== The request ==
Count the lines in the listing below that contain the string "front" with matching case, and reply with that number alone.

BEGIN

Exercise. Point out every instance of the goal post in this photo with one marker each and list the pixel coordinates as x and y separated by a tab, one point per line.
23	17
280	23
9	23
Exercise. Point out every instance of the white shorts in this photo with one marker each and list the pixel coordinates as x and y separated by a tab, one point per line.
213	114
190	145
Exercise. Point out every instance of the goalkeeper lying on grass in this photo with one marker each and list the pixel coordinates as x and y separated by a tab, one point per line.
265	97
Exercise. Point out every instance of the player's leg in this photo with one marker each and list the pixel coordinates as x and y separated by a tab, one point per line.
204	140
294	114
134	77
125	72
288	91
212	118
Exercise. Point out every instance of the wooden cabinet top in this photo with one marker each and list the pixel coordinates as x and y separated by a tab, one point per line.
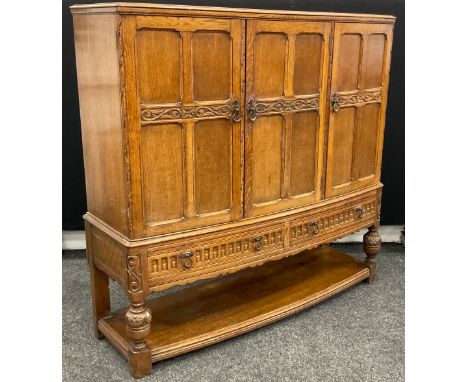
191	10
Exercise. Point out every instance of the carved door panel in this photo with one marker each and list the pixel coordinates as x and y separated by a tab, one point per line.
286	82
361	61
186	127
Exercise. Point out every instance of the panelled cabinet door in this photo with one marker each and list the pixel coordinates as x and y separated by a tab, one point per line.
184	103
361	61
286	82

END
BEGIN

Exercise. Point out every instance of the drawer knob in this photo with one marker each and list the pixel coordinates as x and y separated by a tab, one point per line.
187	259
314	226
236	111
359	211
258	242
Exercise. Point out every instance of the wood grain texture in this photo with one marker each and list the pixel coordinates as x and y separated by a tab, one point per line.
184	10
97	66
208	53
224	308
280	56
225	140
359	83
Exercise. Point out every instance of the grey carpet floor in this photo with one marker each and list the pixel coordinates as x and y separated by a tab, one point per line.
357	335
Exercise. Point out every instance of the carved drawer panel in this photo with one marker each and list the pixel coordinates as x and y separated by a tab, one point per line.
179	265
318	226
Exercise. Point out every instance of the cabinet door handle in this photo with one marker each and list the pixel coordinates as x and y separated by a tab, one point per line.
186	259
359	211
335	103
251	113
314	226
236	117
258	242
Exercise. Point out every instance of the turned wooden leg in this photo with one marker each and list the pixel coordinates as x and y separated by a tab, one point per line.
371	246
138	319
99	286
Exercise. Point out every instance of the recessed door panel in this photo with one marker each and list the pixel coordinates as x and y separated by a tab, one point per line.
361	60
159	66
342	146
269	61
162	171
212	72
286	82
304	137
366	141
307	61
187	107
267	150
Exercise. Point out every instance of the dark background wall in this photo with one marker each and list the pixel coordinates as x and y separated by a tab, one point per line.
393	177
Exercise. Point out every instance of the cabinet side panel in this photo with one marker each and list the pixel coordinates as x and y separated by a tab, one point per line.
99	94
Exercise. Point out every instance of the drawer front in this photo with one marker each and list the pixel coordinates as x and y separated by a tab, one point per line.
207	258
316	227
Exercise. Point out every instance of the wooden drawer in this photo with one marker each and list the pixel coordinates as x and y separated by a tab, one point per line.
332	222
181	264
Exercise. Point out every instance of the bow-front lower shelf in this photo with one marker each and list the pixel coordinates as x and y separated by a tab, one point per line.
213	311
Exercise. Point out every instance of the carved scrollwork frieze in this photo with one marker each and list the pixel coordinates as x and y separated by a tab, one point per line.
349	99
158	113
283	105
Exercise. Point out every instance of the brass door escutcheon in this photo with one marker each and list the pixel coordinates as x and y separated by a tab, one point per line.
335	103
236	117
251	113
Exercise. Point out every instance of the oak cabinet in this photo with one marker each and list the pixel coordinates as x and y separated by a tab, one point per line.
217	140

END

== Result below ==
2